● Work request: Restate word for word the lines of the data below, from the first through the one that has "of the oven".

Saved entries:
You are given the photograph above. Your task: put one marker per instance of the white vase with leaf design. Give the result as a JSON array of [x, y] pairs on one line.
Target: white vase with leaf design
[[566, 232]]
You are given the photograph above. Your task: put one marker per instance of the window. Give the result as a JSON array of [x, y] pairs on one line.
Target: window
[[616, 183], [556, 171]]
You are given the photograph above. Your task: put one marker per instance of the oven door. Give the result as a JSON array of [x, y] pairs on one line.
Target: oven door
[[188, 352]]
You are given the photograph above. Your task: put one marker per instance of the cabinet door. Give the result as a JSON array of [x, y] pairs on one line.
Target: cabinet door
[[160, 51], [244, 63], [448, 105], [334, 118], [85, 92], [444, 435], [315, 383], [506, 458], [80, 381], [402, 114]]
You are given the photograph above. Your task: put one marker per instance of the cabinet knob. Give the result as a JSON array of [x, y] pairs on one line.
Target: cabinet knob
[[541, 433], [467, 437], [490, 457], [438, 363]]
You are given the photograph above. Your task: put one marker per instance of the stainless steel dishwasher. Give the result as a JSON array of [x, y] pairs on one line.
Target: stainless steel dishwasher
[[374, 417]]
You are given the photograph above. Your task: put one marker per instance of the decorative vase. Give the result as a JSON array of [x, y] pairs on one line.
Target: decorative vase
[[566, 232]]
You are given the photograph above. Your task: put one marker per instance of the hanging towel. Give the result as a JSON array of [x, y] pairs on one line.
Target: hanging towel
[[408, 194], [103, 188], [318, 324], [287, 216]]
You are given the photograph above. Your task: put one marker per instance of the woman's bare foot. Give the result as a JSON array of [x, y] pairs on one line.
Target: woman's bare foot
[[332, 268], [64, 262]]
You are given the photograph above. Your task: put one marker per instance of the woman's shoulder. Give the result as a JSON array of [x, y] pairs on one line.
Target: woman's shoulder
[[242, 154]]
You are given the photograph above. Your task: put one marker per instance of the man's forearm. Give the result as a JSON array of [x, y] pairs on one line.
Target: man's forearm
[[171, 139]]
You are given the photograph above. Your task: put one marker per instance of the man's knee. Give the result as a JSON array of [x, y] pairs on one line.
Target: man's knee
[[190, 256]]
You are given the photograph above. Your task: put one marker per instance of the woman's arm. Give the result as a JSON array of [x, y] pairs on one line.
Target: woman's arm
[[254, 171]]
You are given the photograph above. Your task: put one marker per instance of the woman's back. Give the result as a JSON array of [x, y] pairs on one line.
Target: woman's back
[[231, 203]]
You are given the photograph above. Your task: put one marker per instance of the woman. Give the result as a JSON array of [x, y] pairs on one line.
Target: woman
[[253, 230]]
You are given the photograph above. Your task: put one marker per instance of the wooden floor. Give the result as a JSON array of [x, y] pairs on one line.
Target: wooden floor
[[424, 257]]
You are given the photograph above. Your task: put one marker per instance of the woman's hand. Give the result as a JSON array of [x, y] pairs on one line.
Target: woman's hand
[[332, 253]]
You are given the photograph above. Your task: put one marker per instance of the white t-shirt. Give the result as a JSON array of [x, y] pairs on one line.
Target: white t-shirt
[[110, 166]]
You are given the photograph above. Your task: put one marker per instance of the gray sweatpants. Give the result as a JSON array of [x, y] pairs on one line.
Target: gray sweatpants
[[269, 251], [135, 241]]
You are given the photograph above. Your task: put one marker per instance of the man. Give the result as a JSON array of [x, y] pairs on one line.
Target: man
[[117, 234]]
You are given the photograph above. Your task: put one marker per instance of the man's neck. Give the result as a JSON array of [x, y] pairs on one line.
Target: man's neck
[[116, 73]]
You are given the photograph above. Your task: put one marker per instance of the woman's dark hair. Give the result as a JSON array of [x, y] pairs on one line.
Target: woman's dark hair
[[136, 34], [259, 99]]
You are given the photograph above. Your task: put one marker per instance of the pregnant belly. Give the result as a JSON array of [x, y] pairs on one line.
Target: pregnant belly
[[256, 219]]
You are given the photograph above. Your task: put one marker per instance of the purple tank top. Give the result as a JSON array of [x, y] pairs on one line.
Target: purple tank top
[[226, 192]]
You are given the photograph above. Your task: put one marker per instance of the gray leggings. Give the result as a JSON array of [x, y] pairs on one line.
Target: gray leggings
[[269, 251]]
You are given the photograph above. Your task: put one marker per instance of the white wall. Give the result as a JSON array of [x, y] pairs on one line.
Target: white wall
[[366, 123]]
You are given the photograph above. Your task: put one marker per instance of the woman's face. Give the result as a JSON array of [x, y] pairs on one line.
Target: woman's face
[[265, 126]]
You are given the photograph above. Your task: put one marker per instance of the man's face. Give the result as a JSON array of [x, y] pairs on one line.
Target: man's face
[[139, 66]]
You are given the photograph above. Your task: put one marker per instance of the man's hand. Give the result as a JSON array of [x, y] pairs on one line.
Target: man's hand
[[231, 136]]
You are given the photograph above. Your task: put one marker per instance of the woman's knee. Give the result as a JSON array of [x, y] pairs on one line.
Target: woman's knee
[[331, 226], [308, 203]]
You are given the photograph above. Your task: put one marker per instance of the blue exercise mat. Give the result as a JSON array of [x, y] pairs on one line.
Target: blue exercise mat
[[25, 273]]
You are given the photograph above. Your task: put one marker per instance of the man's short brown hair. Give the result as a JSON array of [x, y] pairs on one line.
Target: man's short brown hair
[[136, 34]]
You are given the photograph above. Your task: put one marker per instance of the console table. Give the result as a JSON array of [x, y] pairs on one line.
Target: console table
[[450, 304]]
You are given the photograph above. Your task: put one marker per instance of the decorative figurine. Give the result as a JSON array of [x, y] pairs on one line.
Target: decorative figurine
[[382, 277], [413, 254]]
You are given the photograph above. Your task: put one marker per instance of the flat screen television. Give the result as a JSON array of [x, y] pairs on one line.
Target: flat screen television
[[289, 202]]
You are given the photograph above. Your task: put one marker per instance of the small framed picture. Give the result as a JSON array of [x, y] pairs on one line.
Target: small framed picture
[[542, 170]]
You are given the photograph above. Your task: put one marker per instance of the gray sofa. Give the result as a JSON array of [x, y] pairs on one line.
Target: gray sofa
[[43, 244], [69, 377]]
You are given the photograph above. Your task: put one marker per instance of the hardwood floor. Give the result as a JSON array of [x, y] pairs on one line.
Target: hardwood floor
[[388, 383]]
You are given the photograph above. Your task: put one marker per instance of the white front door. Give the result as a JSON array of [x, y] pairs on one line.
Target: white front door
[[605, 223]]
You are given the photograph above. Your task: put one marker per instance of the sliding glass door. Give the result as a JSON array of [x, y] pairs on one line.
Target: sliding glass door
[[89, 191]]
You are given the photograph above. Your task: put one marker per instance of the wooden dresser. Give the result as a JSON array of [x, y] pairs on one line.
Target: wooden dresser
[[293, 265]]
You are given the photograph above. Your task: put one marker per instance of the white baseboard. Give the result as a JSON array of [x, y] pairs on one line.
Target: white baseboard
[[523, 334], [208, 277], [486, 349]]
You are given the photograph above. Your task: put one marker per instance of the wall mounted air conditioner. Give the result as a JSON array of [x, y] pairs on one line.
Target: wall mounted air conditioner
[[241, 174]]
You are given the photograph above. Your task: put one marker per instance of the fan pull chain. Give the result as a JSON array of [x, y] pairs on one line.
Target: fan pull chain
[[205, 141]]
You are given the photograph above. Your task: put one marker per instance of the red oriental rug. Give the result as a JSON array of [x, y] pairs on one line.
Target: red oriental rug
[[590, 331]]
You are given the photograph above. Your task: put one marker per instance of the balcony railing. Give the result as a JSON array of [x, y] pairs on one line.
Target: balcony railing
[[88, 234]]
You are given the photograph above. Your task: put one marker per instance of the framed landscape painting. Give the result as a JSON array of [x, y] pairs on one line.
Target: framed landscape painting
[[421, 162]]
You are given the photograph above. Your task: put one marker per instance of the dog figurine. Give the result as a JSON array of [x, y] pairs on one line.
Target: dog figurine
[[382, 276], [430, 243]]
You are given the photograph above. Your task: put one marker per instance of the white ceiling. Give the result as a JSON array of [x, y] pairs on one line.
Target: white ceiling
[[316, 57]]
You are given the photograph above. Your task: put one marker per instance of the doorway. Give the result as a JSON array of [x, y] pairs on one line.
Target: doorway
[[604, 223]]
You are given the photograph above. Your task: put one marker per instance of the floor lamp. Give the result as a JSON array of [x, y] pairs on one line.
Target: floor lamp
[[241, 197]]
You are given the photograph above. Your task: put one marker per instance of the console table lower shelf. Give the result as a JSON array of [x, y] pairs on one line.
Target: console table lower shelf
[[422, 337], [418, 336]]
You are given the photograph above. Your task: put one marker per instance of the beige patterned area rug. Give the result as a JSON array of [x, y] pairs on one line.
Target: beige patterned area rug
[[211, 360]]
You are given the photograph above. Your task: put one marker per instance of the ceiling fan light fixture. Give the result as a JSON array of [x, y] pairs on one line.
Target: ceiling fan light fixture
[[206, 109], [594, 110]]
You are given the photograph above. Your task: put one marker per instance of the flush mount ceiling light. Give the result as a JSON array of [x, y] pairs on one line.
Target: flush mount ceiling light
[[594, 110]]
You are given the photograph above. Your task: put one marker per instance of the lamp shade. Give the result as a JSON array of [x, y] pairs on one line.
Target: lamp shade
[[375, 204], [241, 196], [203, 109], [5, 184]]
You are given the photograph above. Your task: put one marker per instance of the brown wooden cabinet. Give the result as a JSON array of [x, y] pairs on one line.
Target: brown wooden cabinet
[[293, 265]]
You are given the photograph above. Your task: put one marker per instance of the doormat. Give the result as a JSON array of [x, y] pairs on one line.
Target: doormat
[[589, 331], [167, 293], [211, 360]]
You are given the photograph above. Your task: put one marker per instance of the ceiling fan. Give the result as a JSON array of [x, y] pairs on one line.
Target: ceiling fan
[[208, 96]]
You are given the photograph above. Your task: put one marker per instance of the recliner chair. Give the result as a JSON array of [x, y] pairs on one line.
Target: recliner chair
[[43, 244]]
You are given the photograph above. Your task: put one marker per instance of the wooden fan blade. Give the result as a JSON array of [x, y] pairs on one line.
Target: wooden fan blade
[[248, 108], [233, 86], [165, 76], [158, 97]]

● Result for this task:
You are given the photograph above. Your task: put one marker per instance of the white vase with leaf design. Give the result as a JSON array of [x, y] pairs on one line.
Target: white vase with leaf design
[[566, 232]]
You are given the photograph above. Your task: put one marker per instance of the window. Give the result as a JSON array of [x, y] pairs on one line.
Target: window
[[616, 183], [556, 171]]
You are given the photograph above. Your task: put one marker per instance of the oven door. Give the result as a JSON array of [x, y] pairs on one line.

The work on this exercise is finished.